Image point annotation entries
— Begin —

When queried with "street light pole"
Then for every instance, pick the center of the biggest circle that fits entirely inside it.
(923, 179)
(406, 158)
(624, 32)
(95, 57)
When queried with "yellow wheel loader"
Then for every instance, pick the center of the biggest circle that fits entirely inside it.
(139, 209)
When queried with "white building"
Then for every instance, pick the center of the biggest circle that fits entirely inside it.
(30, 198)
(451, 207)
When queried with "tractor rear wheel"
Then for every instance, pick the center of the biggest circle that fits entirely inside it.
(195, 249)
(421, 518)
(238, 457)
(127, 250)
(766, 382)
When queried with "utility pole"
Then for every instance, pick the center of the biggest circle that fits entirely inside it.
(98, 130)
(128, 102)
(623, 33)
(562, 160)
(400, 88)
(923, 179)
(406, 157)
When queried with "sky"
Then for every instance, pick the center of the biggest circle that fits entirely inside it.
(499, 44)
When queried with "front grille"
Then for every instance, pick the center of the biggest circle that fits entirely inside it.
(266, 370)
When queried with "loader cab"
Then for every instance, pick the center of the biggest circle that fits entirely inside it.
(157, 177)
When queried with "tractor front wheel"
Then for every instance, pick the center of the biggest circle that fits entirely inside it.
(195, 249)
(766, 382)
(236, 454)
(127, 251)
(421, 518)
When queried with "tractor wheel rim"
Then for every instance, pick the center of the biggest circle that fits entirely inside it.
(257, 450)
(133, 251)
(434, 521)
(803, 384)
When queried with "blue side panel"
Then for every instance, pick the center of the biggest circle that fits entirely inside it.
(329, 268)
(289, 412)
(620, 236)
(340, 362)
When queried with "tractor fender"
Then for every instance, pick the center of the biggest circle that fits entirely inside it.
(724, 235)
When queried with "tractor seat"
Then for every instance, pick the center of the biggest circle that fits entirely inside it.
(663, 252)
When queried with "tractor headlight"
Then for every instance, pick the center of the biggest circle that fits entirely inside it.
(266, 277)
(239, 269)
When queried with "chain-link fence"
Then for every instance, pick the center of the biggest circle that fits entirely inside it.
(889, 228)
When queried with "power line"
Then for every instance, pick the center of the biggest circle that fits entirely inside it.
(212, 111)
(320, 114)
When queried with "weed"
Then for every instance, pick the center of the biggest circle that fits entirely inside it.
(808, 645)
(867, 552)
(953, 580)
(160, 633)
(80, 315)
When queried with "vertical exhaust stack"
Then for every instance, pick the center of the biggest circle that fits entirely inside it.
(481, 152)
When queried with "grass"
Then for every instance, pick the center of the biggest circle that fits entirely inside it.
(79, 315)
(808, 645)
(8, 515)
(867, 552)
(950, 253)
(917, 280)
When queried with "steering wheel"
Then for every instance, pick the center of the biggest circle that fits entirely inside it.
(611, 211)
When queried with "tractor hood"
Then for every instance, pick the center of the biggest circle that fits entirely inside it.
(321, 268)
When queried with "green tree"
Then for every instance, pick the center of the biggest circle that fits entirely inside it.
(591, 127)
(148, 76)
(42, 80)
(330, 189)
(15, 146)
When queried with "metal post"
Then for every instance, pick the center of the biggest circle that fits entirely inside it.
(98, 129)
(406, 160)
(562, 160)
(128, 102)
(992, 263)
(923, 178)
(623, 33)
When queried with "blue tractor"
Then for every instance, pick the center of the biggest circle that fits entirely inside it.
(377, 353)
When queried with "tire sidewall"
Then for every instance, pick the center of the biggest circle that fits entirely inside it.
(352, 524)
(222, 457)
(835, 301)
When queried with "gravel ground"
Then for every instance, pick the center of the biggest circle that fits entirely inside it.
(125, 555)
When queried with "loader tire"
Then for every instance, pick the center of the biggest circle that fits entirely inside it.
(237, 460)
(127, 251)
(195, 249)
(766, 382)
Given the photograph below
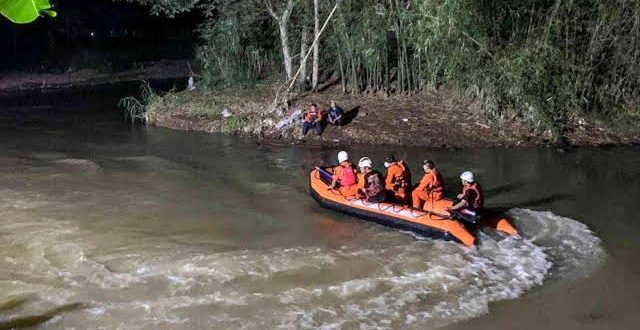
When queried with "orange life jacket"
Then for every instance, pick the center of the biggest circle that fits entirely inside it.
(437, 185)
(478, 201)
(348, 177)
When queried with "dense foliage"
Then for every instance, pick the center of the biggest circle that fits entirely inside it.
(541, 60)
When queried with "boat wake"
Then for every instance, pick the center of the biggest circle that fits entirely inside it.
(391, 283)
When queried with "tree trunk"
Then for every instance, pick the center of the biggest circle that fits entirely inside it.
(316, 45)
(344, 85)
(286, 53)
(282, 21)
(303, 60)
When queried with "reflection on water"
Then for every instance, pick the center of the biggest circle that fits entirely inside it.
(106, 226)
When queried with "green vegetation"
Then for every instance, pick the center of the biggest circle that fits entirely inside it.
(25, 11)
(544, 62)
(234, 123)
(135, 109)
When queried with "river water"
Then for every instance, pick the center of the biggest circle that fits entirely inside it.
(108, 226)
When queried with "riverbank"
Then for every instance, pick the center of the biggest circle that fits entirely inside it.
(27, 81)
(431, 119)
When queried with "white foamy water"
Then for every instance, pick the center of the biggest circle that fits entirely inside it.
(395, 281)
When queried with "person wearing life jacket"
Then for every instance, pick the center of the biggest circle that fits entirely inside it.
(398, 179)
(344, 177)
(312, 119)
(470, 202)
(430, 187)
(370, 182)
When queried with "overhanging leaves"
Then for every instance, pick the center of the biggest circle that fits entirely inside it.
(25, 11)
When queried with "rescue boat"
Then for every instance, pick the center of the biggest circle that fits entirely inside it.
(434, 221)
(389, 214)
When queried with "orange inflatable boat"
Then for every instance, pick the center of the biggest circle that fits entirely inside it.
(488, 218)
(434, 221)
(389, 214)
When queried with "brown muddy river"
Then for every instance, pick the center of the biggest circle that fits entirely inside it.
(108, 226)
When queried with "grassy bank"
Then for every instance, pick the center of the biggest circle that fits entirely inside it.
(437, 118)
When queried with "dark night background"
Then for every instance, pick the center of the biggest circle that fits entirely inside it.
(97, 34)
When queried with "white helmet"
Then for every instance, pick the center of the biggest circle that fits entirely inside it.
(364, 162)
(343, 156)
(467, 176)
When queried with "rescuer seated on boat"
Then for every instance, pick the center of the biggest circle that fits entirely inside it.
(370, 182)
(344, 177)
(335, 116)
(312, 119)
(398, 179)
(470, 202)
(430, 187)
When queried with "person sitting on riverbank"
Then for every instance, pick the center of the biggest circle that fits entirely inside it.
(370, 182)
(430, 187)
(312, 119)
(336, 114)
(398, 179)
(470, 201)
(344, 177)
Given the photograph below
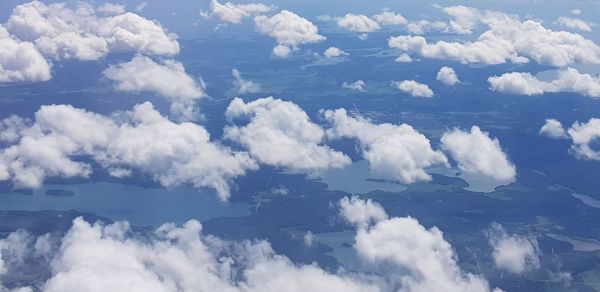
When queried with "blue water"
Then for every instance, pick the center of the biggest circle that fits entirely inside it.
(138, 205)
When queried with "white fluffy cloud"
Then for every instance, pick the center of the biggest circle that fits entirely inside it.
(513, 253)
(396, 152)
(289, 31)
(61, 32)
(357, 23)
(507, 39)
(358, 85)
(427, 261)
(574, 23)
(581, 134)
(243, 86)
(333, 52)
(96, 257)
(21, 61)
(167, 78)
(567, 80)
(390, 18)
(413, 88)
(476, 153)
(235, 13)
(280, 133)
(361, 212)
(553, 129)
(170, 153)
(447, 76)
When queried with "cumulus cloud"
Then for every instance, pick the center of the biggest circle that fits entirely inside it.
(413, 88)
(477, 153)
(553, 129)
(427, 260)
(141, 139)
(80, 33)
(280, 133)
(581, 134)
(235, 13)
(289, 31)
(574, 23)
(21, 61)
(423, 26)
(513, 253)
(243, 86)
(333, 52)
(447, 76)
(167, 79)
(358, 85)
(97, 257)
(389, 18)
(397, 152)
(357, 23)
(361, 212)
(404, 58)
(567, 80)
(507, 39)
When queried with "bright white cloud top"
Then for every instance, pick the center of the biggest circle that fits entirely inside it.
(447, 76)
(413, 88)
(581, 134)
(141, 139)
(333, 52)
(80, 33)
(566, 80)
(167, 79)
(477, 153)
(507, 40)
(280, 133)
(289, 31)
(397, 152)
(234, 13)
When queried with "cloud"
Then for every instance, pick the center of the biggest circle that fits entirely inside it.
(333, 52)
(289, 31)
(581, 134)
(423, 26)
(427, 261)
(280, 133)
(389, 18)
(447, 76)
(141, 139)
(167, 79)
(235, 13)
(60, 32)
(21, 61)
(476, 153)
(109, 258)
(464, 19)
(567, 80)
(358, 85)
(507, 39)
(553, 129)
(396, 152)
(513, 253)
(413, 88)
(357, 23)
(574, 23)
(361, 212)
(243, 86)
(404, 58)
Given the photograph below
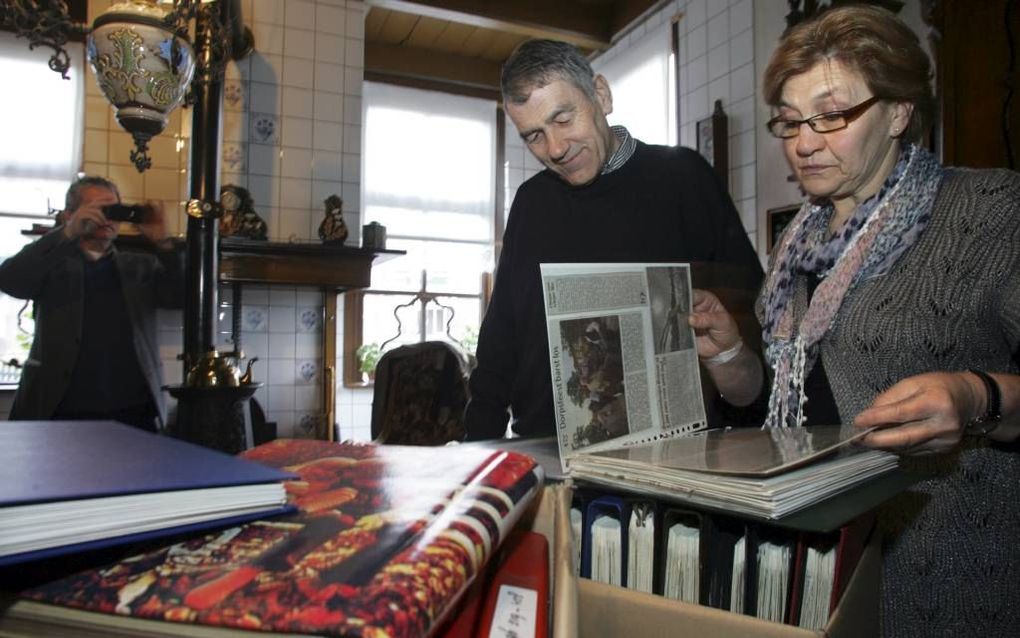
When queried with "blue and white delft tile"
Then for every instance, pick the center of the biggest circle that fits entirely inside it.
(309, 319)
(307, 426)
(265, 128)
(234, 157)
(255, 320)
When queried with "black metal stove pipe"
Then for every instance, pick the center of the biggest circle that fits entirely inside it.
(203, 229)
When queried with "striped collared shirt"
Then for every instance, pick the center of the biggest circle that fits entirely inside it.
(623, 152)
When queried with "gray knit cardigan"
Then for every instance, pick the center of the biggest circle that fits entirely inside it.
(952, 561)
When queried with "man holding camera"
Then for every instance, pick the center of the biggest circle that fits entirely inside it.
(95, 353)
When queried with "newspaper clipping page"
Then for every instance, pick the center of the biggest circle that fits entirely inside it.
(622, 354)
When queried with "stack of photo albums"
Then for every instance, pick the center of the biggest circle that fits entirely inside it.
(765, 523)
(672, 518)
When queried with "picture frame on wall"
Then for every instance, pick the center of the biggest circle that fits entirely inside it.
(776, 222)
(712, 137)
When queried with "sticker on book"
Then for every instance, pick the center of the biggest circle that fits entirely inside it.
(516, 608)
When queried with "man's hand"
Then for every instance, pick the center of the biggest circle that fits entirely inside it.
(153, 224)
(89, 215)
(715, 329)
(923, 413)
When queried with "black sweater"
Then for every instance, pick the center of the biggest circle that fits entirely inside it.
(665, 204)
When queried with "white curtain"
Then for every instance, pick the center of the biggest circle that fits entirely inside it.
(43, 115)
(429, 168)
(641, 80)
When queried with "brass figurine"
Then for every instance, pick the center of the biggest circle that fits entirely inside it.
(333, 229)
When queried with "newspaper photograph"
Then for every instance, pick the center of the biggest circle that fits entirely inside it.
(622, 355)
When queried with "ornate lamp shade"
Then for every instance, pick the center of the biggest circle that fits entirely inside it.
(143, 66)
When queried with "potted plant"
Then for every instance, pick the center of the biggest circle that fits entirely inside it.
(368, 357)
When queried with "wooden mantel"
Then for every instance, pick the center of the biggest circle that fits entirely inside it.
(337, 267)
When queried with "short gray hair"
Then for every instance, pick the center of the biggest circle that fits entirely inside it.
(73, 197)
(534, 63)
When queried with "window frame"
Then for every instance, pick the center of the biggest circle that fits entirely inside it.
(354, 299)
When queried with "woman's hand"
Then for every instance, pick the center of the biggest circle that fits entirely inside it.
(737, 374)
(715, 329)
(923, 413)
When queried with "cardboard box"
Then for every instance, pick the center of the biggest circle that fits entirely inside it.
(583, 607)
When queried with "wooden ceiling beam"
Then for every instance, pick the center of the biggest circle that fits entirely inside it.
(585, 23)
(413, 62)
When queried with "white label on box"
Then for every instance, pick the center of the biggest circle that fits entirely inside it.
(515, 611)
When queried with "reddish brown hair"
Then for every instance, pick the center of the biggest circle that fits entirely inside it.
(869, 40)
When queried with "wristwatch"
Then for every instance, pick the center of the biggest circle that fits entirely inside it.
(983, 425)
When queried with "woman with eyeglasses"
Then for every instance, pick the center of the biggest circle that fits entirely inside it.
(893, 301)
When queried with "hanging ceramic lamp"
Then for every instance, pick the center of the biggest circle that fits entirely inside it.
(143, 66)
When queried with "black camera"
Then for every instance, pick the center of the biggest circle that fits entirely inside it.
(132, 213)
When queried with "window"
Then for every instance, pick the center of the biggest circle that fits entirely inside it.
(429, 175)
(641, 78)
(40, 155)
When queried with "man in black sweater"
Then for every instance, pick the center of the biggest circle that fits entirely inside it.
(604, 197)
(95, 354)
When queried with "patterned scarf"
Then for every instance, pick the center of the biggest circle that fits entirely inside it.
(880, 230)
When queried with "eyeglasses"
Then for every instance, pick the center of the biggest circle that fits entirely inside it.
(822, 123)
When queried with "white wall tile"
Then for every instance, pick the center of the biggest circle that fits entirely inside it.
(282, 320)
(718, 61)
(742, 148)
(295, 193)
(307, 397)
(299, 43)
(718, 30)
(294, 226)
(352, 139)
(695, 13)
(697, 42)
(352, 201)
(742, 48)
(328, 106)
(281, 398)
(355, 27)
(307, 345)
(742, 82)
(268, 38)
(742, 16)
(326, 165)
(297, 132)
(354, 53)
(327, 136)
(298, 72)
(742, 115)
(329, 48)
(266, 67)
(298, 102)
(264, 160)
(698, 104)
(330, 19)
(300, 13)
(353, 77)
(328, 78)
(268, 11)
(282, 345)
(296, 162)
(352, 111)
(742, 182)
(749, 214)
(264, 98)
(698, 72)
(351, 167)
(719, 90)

— End —

**What is asked:**
Gather every line of the listing above that contains the string "tractor", treating case as significant.

**Correct answer:**
When queried with "tractor rear wheel"
When queried with "tractor front wheel"
When queried with "tractor wheel rim"
When queried with "tractor fender"
When queried with "tractor seat"
When queried with "tractor headlight"
When queried with "tractor hood"
When queried with "blue tractor"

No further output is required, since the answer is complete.